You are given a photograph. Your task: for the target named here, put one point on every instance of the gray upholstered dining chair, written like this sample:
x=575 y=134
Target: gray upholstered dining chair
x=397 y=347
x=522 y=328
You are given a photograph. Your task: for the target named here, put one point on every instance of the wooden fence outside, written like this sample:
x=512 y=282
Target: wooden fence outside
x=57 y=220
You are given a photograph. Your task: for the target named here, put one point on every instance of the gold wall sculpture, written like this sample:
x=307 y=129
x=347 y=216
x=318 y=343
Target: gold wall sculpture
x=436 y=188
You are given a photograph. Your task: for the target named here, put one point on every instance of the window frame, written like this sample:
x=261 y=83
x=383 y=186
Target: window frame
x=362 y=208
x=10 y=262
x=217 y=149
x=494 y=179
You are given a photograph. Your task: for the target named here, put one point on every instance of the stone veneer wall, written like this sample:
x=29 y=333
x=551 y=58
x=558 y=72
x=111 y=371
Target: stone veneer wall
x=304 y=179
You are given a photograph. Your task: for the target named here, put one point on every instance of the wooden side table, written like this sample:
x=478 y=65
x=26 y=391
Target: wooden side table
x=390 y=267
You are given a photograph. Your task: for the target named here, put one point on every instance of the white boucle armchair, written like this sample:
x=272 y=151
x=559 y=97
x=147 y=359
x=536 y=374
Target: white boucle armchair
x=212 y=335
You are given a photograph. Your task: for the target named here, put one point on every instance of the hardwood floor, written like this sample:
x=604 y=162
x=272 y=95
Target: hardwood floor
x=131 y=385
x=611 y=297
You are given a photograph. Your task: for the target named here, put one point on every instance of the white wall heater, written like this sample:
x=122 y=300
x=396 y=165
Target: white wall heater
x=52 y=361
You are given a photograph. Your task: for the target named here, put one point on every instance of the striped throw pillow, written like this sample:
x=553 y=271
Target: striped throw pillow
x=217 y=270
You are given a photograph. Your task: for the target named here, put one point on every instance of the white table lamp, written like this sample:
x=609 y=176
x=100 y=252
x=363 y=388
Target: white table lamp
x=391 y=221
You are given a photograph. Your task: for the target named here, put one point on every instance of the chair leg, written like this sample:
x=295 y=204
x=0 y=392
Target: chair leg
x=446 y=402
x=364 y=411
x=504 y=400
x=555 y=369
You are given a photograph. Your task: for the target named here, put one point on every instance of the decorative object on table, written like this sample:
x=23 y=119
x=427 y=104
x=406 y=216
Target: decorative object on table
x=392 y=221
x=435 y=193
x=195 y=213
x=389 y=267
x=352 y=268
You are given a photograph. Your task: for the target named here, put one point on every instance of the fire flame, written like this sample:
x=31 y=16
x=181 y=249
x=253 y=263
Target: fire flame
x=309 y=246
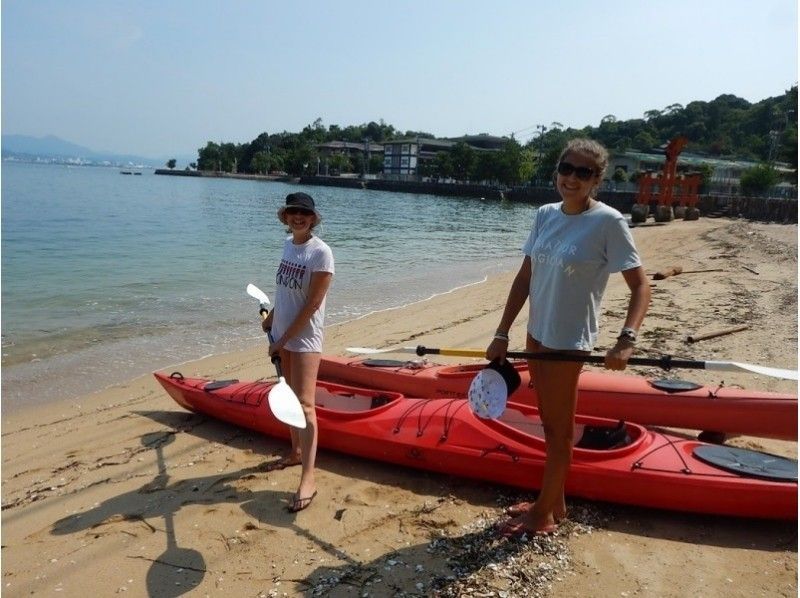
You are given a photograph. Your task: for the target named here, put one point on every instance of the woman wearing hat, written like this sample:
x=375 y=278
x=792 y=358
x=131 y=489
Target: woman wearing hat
x=573 y=247
x=296 y=324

**Stated exercise:** Update the entries from the line containing "of the window" through the line containing "x=494 y=179", swapping "window frame" for "door frame" and keeping everything else identical. Return only that span.

**Reply to the exercise:**
You are given a photograph. Your task: for the target named here, put one point on every instance of the door frame, written like this sample:
x=261 y=83
x=383 y=186
Target: door frame
x=362 y=208
x=10 y=262
x=217 y=149
x=494 y=179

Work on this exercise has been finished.